(Entries drawn from a collection)
○ ○ ○

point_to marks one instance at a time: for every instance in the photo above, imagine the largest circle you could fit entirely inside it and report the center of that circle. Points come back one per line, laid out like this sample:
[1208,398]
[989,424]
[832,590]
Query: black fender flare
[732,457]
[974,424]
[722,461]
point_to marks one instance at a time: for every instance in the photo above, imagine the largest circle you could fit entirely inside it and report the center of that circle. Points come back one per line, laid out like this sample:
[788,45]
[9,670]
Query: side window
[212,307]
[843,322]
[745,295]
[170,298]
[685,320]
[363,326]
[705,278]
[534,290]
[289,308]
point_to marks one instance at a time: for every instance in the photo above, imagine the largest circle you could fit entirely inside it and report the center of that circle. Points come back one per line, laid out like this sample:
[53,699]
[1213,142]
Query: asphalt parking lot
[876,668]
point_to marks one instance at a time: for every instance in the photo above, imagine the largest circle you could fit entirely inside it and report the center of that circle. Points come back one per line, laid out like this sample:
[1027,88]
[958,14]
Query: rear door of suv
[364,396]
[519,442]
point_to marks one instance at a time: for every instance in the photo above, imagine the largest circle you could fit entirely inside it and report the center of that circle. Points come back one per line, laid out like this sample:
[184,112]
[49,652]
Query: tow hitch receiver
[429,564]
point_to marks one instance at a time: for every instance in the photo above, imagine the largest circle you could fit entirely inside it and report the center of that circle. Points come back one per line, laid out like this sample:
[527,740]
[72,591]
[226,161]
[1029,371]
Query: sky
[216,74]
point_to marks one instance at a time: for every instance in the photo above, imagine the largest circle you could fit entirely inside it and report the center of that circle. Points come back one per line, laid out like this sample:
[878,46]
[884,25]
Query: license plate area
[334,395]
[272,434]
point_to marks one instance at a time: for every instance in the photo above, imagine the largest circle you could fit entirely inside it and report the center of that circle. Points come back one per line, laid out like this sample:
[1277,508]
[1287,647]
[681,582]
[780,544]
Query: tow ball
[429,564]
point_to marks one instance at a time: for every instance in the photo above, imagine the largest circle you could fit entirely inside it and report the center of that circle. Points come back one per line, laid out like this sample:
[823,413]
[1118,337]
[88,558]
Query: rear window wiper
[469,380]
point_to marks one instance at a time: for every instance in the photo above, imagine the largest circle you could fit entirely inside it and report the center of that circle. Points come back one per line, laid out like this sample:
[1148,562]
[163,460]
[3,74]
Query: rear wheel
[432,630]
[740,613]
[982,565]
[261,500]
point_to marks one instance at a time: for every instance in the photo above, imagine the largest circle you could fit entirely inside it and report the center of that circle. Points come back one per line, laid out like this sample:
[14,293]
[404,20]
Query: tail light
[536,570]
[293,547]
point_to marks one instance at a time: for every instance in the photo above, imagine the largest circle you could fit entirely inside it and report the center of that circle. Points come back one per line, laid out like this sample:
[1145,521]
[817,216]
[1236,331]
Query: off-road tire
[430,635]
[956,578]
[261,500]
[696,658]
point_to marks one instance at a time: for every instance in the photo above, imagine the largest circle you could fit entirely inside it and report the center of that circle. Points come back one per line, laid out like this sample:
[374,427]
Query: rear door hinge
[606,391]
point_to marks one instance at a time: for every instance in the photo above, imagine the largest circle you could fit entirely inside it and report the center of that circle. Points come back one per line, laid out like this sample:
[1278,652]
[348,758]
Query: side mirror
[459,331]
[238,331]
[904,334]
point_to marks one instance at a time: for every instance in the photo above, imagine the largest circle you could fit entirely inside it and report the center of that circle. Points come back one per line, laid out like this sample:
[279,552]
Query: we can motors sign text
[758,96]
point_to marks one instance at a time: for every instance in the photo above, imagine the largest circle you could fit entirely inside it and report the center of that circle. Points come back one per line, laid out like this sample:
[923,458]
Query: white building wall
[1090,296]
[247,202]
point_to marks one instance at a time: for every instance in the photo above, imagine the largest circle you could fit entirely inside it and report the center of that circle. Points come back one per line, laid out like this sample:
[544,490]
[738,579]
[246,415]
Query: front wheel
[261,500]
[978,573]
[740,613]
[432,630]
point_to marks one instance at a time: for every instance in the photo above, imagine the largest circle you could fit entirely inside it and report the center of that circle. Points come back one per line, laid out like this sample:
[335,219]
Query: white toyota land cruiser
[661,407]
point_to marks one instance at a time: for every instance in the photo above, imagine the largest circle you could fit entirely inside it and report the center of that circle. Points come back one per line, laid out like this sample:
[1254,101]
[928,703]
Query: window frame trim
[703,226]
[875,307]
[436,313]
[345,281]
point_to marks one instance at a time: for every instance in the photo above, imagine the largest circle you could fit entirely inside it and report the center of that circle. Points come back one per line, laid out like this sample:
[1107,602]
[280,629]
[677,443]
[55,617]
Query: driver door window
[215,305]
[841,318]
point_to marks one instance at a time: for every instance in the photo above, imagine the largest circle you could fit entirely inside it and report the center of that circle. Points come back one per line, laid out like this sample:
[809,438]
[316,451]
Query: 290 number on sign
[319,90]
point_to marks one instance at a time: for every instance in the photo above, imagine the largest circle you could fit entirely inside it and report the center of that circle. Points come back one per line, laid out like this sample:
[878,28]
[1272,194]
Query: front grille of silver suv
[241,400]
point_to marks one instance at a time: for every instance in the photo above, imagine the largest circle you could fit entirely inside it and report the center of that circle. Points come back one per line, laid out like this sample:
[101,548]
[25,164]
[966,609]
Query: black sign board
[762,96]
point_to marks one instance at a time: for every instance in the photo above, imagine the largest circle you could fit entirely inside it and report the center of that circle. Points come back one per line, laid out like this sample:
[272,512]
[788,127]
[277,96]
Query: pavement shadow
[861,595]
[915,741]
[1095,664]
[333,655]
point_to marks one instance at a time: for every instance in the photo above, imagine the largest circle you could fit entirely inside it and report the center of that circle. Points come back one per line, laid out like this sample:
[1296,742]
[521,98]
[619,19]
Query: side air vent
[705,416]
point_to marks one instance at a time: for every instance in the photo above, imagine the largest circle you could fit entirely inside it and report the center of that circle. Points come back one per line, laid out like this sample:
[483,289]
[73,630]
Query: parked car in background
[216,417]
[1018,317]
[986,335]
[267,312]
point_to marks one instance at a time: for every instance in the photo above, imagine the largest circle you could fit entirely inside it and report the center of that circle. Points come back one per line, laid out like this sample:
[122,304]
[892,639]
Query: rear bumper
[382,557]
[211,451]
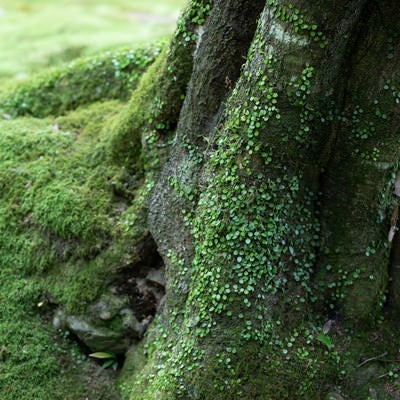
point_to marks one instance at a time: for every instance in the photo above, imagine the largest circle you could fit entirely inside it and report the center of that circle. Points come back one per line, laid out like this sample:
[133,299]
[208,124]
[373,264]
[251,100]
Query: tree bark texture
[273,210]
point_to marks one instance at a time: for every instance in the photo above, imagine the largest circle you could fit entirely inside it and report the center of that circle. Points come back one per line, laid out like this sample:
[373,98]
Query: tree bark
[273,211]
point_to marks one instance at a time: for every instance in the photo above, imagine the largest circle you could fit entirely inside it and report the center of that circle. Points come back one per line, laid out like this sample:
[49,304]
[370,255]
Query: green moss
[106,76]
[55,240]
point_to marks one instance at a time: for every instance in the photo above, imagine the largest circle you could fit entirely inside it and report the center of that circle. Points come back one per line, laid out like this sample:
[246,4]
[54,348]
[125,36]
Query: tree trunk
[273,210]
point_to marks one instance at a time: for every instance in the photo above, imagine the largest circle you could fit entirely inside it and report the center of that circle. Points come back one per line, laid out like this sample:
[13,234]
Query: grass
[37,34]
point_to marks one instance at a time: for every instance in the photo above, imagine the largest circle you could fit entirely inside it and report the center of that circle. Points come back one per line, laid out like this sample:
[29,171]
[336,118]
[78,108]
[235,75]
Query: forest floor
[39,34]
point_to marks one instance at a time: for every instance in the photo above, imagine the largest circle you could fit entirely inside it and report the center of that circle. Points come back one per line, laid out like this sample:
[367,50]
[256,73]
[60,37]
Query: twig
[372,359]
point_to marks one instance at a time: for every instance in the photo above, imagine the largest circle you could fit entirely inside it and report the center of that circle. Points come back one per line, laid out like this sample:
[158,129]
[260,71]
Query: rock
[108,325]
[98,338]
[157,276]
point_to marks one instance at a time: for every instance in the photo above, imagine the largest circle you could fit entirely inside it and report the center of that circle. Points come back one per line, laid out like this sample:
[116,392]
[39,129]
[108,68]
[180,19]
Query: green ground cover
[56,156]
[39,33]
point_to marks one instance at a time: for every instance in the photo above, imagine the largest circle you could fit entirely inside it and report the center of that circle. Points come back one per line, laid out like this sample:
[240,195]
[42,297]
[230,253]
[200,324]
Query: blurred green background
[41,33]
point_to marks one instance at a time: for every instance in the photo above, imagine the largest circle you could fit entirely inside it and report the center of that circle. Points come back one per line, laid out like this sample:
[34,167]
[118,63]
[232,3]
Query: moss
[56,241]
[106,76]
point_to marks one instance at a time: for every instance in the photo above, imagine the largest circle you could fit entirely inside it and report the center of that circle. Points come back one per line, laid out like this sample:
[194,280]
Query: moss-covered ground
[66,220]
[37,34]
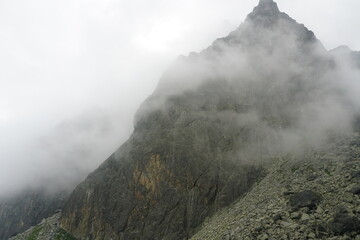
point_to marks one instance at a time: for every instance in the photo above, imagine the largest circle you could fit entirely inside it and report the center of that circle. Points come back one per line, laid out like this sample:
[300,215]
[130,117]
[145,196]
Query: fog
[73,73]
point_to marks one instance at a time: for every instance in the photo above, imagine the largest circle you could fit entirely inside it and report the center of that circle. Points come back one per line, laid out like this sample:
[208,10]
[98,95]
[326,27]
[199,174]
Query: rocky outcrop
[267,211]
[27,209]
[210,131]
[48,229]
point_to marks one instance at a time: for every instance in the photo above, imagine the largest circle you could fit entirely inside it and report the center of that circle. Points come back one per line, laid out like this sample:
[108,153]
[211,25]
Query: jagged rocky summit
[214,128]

○ ○ ○

TASK INSTRUCTIONS:
Identify each line of the material above in which the word "rocky" appears, matching uppercase and lowercase exactly, and copy every such line.

SOLVED EXERCISE:
Query: rocky outcrop
Query: jagged rocky summit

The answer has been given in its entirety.